# EXERCISE DIRECTIONS:
Print the listing below word for word, but drop any pictures it contains.

# THE DATA:
········

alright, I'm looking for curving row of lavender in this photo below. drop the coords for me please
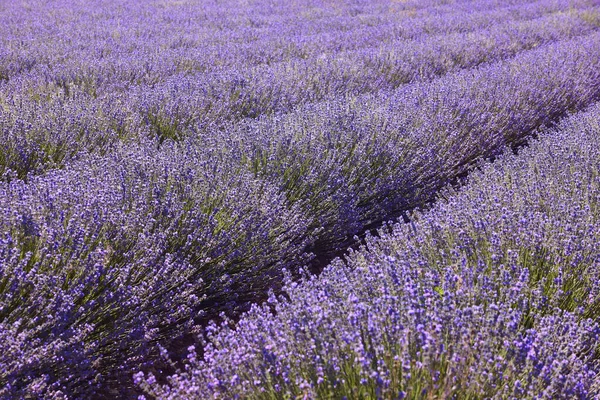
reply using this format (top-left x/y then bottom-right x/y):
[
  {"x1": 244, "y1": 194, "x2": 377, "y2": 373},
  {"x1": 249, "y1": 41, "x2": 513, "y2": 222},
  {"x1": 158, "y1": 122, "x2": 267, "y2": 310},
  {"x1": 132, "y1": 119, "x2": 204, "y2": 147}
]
[
  {"x1": 222, "y1": 32, "x2": 600, "y2": 257},
  {"x1": 1, "y1": 0, "x2": 599, "y2": 179},
  {"x1": 136, "y1": 101, "x2": 600, "y2": 399},
  {"x1": 0, "y1": 139, "x2": 315, "y2": 397},
  {"x1": 0, "y1": 0, "x2": 586, "y2": 82},
  {"x1": 2, "y1": 0, "x2": 600, "y2": 398}
]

········

# EXERCISE SOLUTION:
alright, I'm looking for curving row of lavender in this photo below. drop the coords for me please
reply using this format (top-left x/y then bottom-right x/y):
[
  {"x1": 244, "y1": 194, "x2": 377, "y2": 373},
  {"x1": 249, "y1": 41, "x2": 513, "y2": 222},
  {"x1": 158, "y1": 122, "x2": 267, "y2": 310},
  {"x1": 132, "y1": 119, "x2": 204, "y2": 147}
]
[
  {"x1": 222, "y1": 32, "x2": 600, "y2": 257},
  {"x1": 1, "y1": 0, "x2": 599, "y2": 179},
  {"x1": 136, "y1": 101, "x2": 600, "y2": 399},
  {"x1": 0, "y1": 139, "x2": 315, "y2": 397},
  {"x1": 0, "y1": 0, "x2": 586, "y2": 82},
  {"x1": 2, "y1": 0, "x2": 600, "y2": 398}
]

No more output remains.